[[ READING PASSAGE, beginning ]]
End of week 2 deliverable: first parity report. If category (c) regressions exist, this is where the engagement scope is renegotiated. Most don't hit (c) but it happens.
#Week 3, quantization + optimization 1
fastpriors: apply the highest-leverage quantization (typically FP8 on H100, INT8 on A100). Re-run eval suite to confirm parity is maintained. Set up continuous batching parameters for the customer's prompt distribution.
Customer team: implement a feature flag that can route per-request traffic between OpenAI and the new endpoint. This is the cutover mechanism.
End of week 3 deliverable: quantized model running with eval parity. Feature flag wired in production code (still defaulting to OpenAI). Per-request routing capability tested.
#Week 4, shadow traffic
Both teams: route 100% of production traffic to OpenAI in production (no behavior change for users). In parallel, mirror that traffic to the new endpoint, drop the responses, and capture metrics.
What we are watching: tail latency under real load, error rate, eval drift on the real-distribution traffic (vs the static golden set). This is when the things that did not show up offline surface, long tails, distribution shift, edge cases.
End of week 4 deliverable: 7 days of shadow traffic data. Comparison of new endpoint metrics vs OpenAI baseline. Decision point: are we ready to flip 5% of real traffic to the new endpoint?
#Week 5, staged rollout
5% rollout for 48 hours, watching the live drift dashboard, error rates, customer-side product metrics that depend on inference quality (NPS, completion rates, escalation rates).
[[ READING PASSAGE, end ]]
● PROBLEM DESCRIPTION
Can you copy the part of the rollout plan starting with "Customer team: implement" and going on through "routing capability tested."? The listing that follows has nothing to do with the rollout plan.
[[ STORED DATA, beginning ]]
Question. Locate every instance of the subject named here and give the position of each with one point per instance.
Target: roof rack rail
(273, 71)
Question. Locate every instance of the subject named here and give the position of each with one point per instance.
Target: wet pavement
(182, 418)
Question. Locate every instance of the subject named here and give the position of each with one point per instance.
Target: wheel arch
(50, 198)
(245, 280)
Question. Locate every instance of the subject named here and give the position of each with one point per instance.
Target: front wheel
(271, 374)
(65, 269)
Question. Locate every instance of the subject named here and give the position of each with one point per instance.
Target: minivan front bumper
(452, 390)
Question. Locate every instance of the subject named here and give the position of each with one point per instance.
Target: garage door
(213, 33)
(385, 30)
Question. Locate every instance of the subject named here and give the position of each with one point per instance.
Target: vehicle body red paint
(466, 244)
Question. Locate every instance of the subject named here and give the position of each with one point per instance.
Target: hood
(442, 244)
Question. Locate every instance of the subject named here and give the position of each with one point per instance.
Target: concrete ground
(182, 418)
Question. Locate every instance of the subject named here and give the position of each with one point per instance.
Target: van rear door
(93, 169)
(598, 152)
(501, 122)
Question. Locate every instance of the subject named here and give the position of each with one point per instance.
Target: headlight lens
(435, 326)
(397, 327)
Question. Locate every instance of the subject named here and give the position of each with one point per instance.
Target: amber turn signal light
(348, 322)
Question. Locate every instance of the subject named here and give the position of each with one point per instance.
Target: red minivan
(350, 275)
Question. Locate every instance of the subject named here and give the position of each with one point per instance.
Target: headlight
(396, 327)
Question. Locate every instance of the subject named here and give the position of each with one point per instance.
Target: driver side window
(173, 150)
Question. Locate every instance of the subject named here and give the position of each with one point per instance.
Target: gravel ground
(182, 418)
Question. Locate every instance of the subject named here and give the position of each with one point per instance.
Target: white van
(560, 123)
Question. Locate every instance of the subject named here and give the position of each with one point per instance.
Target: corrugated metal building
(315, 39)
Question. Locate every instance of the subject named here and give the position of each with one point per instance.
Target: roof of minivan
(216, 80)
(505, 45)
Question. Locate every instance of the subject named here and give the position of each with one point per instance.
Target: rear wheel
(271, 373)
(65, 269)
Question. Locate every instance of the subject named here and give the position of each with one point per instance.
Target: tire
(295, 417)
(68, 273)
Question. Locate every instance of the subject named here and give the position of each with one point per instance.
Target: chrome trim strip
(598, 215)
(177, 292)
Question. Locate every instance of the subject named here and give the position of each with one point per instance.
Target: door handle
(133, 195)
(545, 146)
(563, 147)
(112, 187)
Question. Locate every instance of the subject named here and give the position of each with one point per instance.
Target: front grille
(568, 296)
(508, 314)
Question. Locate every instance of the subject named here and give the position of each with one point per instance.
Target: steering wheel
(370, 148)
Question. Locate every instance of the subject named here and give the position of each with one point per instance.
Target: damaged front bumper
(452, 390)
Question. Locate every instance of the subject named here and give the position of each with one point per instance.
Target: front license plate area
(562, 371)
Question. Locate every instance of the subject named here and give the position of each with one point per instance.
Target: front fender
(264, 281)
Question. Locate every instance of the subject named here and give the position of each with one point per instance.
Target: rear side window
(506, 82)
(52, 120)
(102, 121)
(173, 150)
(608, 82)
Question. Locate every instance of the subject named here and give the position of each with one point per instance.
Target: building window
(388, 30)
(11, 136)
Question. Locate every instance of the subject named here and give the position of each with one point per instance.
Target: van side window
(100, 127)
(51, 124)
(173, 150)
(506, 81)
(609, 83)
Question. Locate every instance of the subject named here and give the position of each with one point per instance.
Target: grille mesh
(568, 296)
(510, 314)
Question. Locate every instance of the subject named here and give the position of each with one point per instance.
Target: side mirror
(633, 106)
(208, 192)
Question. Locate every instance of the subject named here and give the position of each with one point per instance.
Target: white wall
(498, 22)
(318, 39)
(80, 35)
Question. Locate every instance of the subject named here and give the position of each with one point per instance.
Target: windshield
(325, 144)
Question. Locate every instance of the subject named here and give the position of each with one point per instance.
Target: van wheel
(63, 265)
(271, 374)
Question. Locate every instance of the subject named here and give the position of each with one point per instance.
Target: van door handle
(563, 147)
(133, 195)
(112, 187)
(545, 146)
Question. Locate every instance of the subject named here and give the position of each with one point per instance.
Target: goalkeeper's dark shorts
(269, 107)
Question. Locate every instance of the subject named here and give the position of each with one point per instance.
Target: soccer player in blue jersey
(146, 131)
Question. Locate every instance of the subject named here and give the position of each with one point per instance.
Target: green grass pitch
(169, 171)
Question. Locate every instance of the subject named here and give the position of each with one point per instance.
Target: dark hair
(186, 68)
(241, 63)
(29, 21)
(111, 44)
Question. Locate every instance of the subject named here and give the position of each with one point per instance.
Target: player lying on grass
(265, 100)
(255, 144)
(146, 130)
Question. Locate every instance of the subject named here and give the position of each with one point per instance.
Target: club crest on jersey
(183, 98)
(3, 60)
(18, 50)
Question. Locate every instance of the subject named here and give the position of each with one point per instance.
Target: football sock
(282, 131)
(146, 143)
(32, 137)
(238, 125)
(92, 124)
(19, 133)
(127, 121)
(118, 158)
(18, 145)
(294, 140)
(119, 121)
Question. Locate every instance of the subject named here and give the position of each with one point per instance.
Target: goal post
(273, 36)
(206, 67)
[[ STORED DATA, end ]]
● EXERCISE SOLUTION
Customer team: implement a feature flag that can route per-request traffic between OpenAI and the new endpoint. This is the cutover mechanism.
End of week 3 deliverable: quantized model running with eval parity. Feature flag wired in production code (still defaulting to OpenAI). Per-request routing capability tested.